▶ Problem description
Identify each line below that contains the word "before", and copy it out.

▶ Data for this exercise
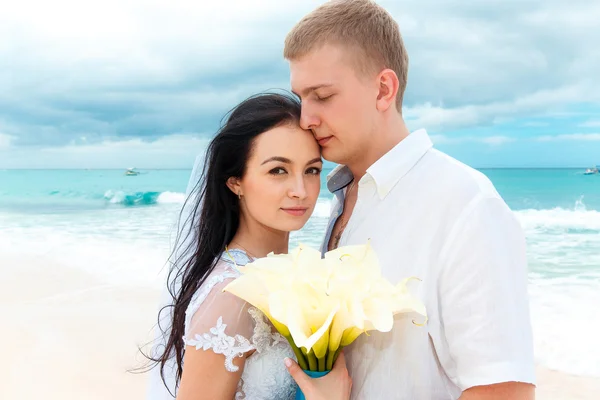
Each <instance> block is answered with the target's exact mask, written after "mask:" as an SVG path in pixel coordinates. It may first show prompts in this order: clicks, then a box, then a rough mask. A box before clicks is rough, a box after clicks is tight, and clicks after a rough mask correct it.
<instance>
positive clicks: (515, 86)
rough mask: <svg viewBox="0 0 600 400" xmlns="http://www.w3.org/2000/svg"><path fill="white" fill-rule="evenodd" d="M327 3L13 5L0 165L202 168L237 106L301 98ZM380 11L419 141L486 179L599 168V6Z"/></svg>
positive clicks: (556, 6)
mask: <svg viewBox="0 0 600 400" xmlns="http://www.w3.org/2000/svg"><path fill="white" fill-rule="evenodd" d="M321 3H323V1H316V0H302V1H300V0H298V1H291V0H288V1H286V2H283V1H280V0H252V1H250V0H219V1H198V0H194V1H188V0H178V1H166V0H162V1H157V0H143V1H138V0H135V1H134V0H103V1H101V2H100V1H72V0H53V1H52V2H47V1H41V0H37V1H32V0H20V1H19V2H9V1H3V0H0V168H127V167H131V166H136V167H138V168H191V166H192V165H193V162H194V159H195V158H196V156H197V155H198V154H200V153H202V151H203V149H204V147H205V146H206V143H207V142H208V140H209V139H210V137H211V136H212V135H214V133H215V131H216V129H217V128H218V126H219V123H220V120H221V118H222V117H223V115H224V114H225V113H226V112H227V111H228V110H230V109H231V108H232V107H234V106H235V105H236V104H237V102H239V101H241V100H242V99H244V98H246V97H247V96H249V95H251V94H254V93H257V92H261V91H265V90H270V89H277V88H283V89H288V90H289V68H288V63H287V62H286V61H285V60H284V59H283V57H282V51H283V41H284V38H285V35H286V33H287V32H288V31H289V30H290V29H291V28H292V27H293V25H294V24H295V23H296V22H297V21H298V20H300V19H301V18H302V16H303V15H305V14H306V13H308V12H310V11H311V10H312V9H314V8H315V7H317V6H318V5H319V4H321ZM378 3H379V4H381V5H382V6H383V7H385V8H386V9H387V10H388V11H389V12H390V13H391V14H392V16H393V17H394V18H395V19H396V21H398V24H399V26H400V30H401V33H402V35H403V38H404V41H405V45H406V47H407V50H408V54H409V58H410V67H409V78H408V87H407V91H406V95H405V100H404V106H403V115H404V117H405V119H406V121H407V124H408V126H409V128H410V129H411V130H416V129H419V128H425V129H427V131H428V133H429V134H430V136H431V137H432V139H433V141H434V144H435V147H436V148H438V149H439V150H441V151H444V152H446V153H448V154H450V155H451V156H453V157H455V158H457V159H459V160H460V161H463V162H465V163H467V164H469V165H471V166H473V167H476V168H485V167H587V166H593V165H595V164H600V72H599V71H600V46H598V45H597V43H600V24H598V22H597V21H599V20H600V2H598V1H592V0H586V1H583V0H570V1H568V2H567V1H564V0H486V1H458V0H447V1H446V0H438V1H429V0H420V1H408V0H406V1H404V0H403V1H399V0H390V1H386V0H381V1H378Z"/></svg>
--
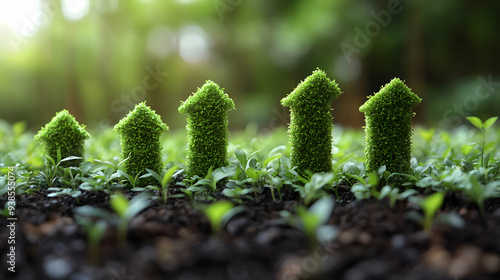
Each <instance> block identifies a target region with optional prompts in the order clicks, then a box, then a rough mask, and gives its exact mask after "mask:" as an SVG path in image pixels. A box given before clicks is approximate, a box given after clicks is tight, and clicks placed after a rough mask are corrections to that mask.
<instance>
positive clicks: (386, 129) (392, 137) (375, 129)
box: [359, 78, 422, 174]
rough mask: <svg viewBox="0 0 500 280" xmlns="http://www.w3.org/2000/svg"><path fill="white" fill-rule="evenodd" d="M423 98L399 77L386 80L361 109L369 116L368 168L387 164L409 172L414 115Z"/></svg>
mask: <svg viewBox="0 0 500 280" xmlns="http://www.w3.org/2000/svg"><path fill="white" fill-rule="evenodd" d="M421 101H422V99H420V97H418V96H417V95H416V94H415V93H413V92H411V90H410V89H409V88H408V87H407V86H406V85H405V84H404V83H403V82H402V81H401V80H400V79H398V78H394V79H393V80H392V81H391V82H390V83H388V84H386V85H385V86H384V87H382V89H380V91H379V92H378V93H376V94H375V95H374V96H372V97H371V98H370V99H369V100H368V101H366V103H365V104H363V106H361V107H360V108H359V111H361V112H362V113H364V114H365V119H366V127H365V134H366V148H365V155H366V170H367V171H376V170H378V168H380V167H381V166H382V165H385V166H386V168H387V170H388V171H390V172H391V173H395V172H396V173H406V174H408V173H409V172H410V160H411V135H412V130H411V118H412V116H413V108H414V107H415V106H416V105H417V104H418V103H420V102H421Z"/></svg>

▶ Task output
Each <instance> block is answered with the target's exact mask, written after "mask:" as an SVG path in pixel coordinates. It may first show prompts in this order: clicks, then a box, then a rough mask. A box before clicks is rough, a box after clicks is tight, and clicks after a rough mask correct it.
Each <instance> block identifies a target region with optional prompts in the order clicks, then a box, then a rough mask, and gives its exact mask after "mask:" as an SVG path in image pixels. A box given before clicks is approximate, a box given after clicks is tight, and clicks placed after a rough mask are corrections to that mask.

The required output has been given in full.